## Start

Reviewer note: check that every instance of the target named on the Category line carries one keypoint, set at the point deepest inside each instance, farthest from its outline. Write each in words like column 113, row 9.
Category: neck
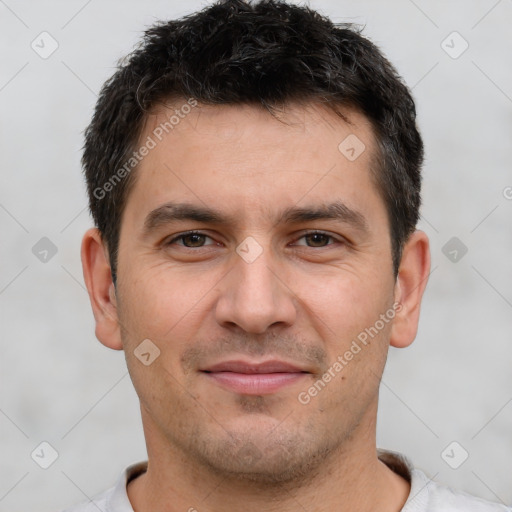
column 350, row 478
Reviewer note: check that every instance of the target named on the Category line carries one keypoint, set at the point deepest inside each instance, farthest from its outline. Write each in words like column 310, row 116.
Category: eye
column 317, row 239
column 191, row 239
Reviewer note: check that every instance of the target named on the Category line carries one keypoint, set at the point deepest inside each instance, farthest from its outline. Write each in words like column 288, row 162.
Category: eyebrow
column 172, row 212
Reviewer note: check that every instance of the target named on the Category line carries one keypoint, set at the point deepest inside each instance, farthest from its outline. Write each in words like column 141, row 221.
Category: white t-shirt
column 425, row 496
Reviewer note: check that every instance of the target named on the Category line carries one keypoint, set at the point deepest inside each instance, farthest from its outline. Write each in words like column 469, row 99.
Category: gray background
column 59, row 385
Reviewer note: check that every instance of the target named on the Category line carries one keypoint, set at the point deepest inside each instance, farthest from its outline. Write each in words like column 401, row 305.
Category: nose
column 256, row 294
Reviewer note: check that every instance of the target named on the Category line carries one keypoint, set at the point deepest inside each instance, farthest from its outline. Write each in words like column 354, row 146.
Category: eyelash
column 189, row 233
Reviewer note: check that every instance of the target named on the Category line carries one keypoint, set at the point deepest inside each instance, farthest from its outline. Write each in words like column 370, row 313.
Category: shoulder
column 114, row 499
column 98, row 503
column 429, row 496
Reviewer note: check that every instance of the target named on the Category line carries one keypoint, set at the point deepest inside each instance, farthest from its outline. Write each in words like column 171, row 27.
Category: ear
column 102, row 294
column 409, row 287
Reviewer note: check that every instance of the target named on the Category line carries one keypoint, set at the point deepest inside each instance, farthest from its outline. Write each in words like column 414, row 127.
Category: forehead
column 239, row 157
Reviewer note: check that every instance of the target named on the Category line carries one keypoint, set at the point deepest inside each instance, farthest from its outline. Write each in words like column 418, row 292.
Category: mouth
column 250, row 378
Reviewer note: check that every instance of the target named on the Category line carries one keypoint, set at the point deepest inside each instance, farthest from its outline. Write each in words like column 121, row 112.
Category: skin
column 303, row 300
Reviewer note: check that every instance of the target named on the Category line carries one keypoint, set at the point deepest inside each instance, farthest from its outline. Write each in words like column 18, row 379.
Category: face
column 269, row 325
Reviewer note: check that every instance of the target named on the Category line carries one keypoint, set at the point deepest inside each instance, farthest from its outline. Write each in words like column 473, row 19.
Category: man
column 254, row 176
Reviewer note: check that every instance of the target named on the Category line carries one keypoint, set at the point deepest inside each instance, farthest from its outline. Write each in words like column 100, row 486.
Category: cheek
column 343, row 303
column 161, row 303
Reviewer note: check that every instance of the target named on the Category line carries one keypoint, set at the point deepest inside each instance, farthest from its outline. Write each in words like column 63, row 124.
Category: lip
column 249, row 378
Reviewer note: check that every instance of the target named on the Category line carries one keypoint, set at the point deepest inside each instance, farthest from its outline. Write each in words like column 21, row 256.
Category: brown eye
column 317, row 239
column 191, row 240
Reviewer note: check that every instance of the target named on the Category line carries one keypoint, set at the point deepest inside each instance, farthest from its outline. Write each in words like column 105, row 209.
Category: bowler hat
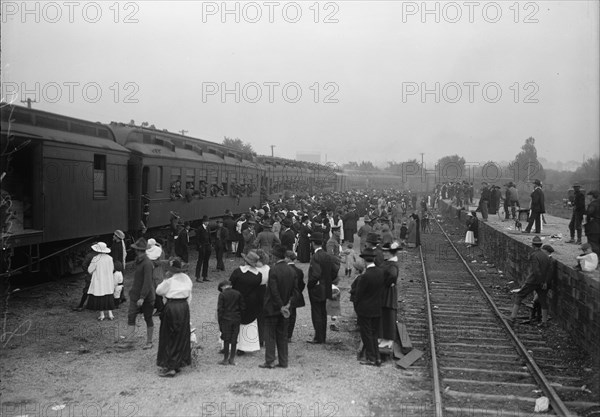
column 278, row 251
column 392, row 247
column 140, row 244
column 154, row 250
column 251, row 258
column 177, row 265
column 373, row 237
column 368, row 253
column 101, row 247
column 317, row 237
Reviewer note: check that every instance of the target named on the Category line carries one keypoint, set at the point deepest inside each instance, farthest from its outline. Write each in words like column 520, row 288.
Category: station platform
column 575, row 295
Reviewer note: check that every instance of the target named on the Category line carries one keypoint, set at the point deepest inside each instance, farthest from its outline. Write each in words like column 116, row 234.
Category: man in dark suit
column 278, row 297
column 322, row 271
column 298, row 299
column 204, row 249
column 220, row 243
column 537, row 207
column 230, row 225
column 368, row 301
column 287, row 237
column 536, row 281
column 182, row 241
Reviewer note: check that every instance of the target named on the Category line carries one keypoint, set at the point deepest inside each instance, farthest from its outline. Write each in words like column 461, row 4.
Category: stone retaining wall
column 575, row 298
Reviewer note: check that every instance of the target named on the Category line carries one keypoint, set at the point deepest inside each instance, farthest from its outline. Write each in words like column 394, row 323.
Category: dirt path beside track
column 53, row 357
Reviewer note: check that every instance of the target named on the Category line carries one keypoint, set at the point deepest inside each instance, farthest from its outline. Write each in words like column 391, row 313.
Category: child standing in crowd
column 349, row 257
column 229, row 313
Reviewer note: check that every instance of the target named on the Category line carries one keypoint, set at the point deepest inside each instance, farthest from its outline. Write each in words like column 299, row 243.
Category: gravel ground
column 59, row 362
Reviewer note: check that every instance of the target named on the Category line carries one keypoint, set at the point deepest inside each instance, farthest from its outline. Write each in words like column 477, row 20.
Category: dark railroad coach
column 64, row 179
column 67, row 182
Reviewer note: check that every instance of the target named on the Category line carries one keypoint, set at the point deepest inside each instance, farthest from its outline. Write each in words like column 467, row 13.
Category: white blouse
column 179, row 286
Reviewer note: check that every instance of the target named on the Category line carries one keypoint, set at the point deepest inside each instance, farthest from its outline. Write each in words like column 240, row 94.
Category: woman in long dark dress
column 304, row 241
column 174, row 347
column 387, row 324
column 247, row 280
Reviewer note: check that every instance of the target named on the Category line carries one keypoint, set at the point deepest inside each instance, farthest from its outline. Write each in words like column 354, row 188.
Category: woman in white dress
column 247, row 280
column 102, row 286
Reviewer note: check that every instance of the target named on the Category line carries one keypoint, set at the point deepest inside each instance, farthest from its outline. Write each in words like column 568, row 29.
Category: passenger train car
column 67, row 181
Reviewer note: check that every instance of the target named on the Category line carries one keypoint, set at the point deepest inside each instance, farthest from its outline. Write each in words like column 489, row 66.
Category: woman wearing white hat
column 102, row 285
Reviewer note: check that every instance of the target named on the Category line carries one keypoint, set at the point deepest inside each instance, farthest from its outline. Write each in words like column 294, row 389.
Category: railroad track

## End

**WHAT IS NEEDED**
Rewrite only the part that opens with the line containing "391, row 313." and closes with the line containing "column 59, row 362", changing "child standing in crowd" to "child in crowd" and leaving everything else in those rows unchanged.

**THE RESULT**
Reviewer note: check that every instance of the target named on the Category line carries one keypoint, set at the point deepest inside each instance, farthest from its outline. Write each in words like column 391, row 313.
Category: child in crowd
column 349, row 257
column 229, row 313
Reviewer note: check that every instance of the target named on the Category line carries one keypoint, set at the point deepest inside each instance, farthest from its outline. Write each in words like column 299, row 243.
Category: gravel ground
column 59, row 362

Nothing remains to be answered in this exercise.